Short said House Bill 15 will need House Republicans to pass, which means legislators will at least have a conversation, and passage there is not a guarantee.
Short said he was the only House Republican who served in a majority Republican legislature. Some questionable things were passed then, just because they could be, he said.
Issues as important as elections should demand a higher two-thirds majority vote count and not a simple majority, he said, to protect the minority opinion.
The higher majority requires conversation and compromise, he said.
“It’s a fairness issue,” Short said.
Moving state primaries
House Bill 30, sponsored by Rep. Stephanie T. Bolden, D-Wilmington East, would move Delaware’s state primary elections to coincide with its presidential primary elections in April.
Republican Short is a cosponsor of this bill. He says it will save the state about $1 million and allow the winner of the primary more time to get out an campaign.
Delaware now holds its presidential primaries for both major parties in April but the state primaries in September. The change would take effect with the presidential election in 2024.
Bolden believes the bill also would reduce voter confusion and increase turnout.
“In 2020, Delaware had the latest state primary in the country, just seven weeks before Election Day,” Bolden said. “That is an unfair and untenable situation for everyone involved: the candidates, the voters and the elections staff who have to run two statewide elections within less than two months.”
Delaware’s late state primary forces election officials to obtain waivers for federal requirements for overseas and military absentee ballots, the press release said.
Same-day voter registration
House Bill 25, sponsored by Rep. Sherry Dorsey Walker, D-Wilmington South, would allow same-day voter registration in Delaware. That would allow an eligible person to sign up to vote and then cast his or her ballot on the same day.
With all the concern and confusion over mail-in ballots, Short said the state should not jump into this yet because there’s just not enough safeguards in place. While he says the Delaware Department of Elections did a great job, he also believes that many glitches popped up and concerns need to be addressed.
“I think you have to have a system in place that gives security and comfort that someone can’t game the system,” Short said.

☆ ☆ ☆ ☆ ☆ ☆ ☆

=== Task set ===
#1 Swap "waivers" for "exemptions" and write out everything from "Delaware’s late state" down to "press release said." in the Delaware election bills article.
#2 Please write the next part of the Delaware election bills article, picking up after its final sentence.

[Extracted records]

☆ ☆ ☆ ☆ ☆ ☆ ☆

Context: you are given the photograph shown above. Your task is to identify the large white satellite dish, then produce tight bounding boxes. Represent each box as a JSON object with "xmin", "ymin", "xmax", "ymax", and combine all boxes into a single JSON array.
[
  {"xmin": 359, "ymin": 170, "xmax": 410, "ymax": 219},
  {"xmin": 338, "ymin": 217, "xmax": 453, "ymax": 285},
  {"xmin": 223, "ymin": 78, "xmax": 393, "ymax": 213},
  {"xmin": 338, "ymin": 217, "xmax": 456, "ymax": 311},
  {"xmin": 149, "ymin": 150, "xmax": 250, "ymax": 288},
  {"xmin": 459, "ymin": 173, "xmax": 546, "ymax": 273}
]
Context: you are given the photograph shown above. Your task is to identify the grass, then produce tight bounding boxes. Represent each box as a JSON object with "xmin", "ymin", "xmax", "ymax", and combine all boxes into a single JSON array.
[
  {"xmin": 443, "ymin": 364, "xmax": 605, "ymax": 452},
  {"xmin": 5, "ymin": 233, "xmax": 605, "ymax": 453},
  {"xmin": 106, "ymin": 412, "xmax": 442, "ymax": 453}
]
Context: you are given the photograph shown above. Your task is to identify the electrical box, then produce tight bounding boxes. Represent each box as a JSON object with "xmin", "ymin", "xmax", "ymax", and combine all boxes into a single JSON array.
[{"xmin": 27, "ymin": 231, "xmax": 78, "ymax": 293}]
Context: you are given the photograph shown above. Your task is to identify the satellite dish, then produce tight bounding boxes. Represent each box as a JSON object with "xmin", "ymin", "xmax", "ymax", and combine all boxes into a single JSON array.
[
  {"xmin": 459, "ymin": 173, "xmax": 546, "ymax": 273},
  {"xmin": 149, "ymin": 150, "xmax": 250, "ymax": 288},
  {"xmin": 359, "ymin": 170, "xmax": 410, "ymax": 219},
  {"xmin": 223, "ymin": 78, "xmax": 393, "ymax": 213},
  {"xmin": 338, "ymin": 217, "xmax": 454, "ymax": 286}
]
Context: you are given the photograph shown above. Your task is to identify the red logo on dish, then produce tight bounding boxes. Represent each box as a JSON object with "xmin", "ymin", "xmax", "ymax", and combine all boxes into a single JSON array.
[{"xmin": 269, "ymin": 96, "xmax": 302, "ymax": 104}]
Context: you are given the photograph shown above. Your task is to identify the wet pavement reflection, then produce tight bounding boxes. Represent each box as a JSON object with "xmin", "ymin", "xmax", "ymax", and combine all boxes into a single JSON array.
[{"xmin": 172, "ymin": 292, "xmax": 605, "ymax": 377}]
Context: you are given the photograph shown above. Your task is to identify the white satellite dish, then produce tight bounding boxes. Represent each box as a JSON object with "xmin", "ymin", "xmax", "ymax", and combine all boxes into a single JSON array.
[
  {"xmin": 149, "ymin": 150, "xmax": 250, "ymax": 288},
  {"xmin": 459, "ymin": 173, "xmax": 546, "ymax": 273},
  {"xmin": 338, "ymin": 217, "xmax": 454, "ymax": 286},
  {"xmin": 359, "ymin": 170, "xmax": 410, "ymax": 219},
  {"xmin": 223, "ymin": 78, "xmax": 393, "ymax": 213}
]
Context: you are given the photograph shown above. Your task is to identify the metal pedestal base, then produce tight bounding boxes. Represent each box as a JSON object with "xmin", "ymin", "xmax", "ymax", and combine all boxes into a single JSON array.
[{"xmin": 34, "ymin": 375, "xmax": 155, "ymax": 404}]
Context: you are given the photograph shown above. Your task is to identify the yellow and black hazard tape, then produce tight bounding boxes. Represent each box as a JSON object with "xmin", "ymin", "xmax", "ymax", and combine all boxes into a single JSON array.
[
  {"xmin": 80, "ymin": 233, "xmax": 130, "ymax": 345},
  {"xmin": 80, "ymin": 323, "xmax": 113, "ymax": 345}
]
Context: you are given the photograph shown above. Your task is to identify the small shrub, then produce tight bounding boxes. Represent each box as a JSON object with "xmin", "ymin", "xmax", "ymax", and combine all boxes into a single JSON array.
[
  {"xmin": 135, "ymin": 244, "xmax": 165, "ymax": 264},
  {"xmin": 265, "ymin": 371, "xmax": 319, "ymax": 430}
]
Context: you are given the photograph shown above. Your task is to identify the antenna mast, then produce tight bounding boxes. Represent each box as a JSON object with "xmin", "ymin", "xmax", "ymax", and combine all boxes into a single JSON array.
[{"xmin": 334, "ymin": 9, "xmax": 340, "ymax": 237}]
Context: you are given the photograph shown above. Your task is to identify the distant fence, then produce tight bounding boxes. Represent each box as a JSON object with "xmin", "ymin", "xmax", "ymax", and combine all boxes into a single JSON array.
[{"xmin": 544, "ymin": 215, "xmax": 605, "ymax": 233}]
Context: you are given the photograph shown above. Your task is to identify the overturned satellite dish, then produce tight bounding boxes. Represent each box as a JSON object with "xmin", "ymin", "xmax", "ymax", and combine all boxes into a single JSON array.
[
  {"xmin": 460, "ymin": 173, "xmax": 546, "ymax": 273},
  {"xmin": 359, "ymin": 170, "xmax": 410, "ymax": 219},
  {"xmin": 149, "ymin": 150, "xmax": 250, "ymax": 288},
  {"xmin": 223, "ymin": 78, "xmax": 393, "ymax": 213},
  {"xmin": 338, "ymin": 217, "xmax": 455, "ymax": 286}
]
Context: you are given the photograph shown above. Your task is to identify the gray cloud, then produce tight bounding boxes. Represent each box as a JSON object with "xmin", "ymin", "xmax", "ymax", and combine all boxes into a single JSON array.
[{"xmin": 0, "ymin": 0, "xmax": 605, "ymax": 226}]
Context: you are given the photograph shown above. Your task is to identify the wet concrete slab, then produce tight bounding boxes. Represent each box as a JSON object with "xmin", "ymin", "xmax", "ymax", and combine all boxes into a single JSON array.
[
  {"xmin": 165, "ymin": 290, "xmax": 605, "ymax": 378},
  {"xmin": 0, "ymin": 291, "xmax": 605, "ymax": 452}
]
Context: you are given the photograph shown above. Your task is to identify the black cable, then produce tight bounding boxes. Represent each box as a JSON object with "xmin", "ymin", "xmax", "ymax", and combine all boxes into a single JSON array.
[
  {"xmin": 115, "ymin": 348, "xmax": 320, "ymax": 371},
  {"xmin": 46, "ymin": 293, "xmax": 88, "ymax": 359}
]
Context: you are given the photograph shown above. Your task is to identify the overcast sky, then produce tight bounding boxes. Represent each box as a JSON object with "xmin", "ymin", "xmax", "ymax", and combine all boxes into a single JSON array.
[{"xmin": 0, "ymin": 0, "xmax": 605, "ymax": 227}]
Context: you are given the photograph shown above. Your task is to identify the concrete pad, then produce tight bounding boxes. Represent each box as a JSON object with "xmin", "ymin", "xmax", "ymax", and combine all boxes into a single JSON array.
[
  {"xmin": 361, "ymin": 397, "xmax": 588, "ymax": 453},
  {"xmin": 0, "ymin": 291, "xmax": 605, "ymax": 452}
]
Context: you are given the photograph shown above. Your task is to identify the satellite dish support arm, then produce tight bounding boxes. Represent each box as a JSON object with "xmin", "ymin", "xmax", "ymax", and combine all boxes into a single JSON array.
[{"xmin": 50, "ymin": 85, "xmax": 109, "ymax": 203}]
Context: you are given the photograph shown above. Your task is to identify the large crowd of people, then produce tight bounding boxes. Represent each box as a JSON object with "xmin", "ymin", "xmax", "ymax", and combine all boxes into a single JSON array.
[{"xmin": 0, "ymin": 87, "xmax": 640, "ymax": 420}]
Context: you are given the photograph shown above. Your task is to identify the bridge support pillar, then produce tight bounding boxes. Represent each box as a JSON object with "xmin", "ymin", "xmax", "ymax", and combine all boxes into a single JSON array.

☆ ☆ ☆ ☆ ☆ ☆ ☆

=== Solved problems ===
#1
Delaware’s late state primary forces election officials to obtain exemptions for federal requirements for overseas and military absentee ballots, the press release said.

#2
Delaware now requires residents to register at least a month before an election. Walker said that disenfranchises potential voters.
“This is an outdated and unfair practice,” Walker said in the press release. “Election Day registration has existed in several states for decades and is proven to safely and effectively increase voter turnout.”
Under HB 25, a person would be able to register to vote at his or her polling place on the day of a presidential or state primary or general or special election by showing a valid government-issued photo identification card, a current utility bill, bank statement, paycheck or other government document. Those are the same criteria required for a person registering to vote.
Democrats cite a National Conference of State Legislatures report that says same-day registration has existed in Maine, Minnesota and Wisconsin since the mid-1970s. Since then, more than 20 states and the District of Columbia have adopted it.
The Democrats also say a study of the 2018 elections found that seven of the top 10 states with the highest turnout offered same-day voter registration.
State Reps. Mike Ramone, R-Pike Creek, and Bryan Shupe, R-Milford, plan to propose a change to the state absentee ballot laws that would allow anyone to get an absentee ballot for any reason. Right now, a vote has to specify one of a few reasons, although this year COVID-19 was added as a reason to get one.
Short said he doesn’t think that will be the only proposal coming from Republicans.
“When you say Republicans, there’s a whole host of people and everybody doesn’t necessarily have the same opinion,” Short said.